::: Page extract
Friday, July 20, 2007

Harry Potter Leak: EXIF Is Not A Smoking Gun

Much has been made of the Harry Potter torrent and the fact that the digital images available contain data that can be used to trace the images back to the camera if it has been serviced. What no one seems to recognize in this discussion is that EXIF data is easily edited if you know it's there. Programs which allow you to do so and even facilitate EXIF editing of 314 of the 355 EXIF fields are priced from cheap to free.

EXIF data in digital images offers a wealth of data storage - not just date, time, and camera information but everything from GPS info (that's what makes photo geotagging possible) to information about the camera settings when the photograph was taken to all kinds of custom fields that can be edited to help protect copyrights (image credits, license terms, etc.). Virtually all of these fields can be edited with the exception of date and timestamps. (View a PDF guide to EXIF fields.)
::::::
::: Data for review
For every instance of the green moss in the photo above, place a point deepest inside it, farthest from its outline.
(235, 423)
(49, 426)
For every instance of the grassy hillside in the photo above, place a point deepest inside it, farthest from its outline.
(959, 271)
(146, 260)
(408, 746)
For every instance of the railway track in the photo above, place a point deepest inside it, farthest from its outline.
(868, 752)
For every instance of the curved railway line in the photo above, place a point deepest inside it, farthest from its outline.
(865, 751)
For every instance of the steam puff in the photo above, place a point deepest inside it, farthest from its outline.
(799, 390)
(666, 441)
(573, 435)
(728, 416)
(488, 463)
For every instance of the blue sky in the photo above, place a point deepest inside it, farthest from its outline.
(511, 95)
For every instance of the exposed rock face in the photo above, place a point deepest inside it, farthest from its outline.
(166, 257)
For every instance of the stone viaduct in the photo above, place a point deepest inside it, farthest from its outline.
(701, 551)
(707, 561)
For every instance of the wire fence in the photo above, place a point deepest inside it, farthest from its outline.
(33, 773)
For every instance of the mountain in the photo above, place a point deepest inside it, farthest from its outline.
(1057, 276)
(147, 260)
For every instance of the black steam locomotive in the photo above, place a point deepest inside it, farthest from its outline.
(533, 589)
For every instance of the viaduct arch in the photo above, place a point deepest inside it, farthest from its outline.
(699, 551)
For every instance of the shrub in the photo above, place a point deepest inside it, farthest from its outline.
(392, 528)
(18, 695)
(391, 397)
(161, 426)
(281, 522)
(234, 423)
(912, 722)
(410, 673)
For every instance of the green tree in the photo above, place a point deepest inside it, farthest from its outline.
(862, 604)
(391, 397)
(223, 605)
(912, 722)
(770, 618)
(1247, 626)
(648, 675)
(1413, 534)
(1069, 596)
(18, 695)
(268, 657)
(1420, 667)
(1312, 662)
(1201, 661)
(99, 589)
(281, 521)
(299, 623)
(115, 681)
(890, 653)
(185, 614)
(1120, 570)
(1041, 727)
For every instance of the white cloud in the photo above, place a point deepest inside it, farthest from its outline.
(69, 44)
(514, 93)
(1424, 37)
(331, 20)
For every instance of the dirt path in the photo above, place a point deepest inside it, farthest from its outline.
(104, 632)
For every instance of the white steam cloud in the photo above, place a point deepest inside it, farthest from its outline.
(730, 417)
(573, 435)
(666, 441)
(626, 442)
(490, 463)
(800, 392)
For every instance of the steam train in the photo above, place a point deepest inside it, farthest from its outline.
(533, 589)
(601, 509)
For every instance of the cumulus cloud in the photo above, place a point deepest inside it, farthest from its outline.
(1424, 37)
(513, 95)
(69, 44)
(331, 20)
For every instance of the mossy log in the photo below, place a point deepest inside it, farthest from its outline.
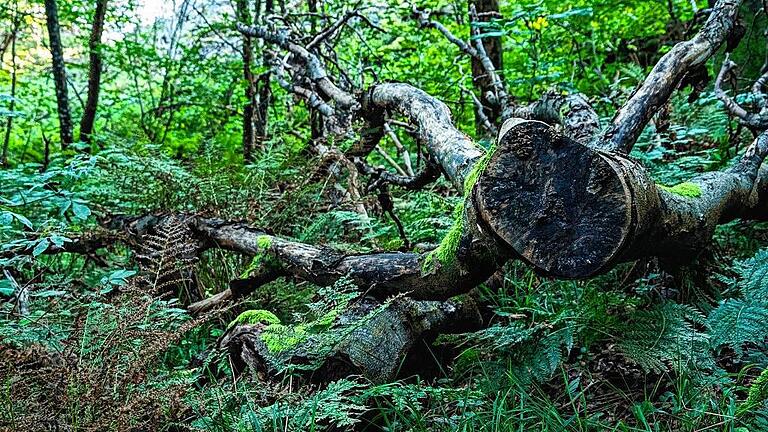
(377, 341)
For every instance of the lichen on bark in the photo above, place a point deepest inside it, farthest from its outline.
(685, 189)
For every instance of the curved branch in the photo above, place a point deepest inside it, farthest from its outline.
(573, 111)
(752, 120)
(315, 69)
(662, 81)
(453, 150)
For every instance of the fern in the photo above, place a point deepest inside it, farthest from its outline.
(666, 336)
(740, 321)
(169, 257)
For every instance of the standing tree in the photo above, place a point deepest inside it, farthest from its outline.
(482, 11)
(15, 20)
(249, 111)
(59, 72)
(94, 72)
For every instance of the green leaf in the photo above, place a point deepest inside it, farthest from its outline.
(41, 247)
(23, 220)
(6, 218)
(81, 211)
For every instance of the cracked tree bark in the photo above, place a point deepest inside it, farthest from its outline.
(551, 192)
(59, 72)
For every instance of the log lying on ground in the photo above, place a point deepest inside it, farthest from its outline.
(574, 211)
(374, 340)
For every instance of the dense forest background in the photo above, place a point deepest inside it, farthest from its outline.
::::::
* [What to produce]:
Reproduce the entire post about the Harry Potter leak and EXIF data, word for word.

* [Solution]:
Friday, July 20, 2007

Harry Potter Leak: EXIF Is Not A Smoking Gun

Much has been made of the Harry Potter torrent and the fact that the digital images available contain data that can be used to trace the images back to the camera if it has been serviced. What no one seems to recognize in this discussion is that EXIF data is easily edited if you know it's there. Programs which allow you to do so and even facilitate EXIF editing of 314 of the 355 EXIF fields are priced from cheap to free.

EXIF data in digital images offers a wealth of data storage - not just date, time, and camera information but everything from GPS info (that's what makes photo geotagging possible) to information about the camera settings when the photograph was taken to all kinds of custom fields that can be edited to help protect copyrights (image credits, license terms, etc.). Virtually all of these fields can be edited with the exception of date and timestamps. (View a PDF guide to EXIF fields.)